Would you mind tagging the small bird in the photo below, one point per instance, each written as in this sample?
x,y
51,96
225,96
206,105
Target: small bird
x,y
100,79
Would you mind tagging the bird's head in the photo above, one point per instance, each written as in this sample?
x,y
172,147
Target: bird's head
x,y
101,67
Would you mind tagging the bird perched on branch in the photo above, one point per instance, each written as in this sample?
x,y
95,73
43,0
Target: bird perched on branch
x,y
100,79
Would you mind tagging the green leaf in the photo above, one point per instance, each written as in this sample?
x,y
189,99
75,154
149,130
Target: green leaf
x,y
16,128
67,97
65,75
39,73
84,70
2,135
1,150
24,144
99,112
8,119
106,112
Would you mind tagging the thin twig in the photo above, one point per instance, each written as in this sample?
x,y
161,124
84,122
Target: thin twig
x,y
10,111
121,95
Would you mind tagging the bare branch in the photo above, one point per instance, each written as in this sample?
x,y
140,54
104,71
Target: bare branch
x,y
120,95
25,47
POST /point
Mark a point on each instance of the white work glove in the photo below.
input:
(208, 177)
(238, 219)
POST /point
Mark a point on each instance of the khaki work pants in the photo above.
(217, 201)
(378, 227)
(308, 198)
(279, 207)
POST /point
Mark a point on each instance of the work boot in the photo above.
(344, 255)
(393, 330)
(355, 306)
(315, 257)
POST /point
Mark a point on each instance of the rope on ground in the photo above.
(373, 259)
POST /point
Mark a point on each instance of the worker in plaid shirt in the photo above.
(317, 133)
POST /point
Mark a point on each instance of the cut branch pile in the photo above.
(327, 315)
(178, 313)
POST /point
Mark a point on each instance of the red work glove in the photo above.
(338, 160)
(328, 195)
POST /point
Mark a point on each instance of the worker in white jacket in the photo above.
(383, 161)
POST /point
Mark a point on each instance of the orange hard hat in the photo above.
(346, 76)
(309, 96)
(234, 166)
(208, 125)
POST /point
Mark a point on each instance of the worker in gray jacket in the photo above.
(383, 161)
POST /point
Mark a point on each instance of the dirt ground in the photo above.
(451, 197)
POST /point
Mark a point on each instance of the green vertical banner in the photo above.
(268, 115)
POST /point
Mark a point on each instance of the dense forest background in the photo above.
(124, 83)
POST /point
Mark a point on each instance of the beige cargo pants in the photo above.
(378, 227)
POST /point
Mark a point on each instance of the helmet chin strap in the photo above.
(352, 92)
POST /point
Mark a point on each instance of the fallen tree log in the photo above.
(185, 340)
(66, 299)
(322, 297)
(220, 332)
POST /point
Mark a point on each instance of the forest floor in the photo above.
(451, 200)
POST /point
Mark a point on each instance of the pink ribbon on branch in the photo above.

Assignment ::
Would you transcribe all of the data, keeping each line exact?

Answer to this task ::
Would you mind tagging the small bird in the photo below, one point per instance, each written as in this sample?
x,y
51,96
225,96
206,105
Target: small bird
x,y
100,79
Would you mind tagging the bird's head in the photo above, one point per instance, each written as in this sample?
x,y
172,147
Target: bird's head
x,y
101,67
Would you mind tagging the bird perched on branch in the photo above, one point per instance, each written as in this sample?
x,y
95,73
43,0
Target: bird perched on branch
x,y
100,79
Would you mind tagging the green leaf in the photo above, one point per instance, each written as in this sample?
x,y
189,99
75,154
149,130
Target: green leaf
x,y
16,128
67,97
65,75
39,73
84,70
2,135
1,150
24,144
99,112
8,119
106,112
Would you mind tagging the thin twig in the photo above, one point per instance, each written as in this sample?
x,y
161,124
84,122
Target: thin twig
x,y
10,111
121,95
Would you mind tagging the bare branch in the photo above, one point per instance, each written as in this sample?
x,y
140,54
104,71
Target: bare branch
x,y
120,95
25,47
POST /point
Mark a point on each instance of the white work glove in the photo below.
input:
(208, 177)
(238, 219)
POST /point
Mark a point on each instance of the khaki work pants in the photo above.
(217, 201)
(378, 227)
(308, 198)
(279, 207)
POST /point
Mark a point on each instance of the work boot in the photo above.
(344, 255)
(393, 330)
(355, 306)
(315, 257)
POST /point
Mark a point on each instance of the rope on ground in the photo above.
(373, 259)
POST /point
Mark a point on each instance of the worker in plaid shirt in the photo above.
(317, 133)
POST /point
Mark a point on each instance of the cut branch pile in the photo above.
(327, 315)
(178, 313)
POST /point
Mark a point on each instance of the red work glove in the photo above.
(338, 160)
(328, 195)
POST /point
Mark a point on each instance of the worker in white jacket in the photo above.
(383, 161)
POST /point
Mark a point on each instance of the orange hard hat in the photo above.
(346, 76)
(309, 96)
(234, 166)
(208, 125)
POST /point
Mark a point on each instance of the worker in gray jacket in the photo above.
(383, 161)
POST /point
Mark a point on each instance of the dirt ground in the photo above.
(451, 197)
POST /point
Mark a point on each instance of the green vertical banner in the photo above.
(268, 115)
POST /point
Mark a point on each instance of the dense forest background in the photo above.
(124, 83)
POST /point
Mark a point on each instance of the beige cargo pants in the photo above.
(378, 227)
POST /point
Mark a point on each instance of the helmet chin strap in the photo above.
(352, 92)
POST /point
Mark a point on each instance of the fallen tree log in the photo above.
(185, 340)
(66, 299)
(322, 297)
(220, 332)
POST /point
Mark a point on each instance of the forest floor in the photo above.
(451, 200)
POST /point
Mark a point on each instance of the pink ribbon on branch in the photo above.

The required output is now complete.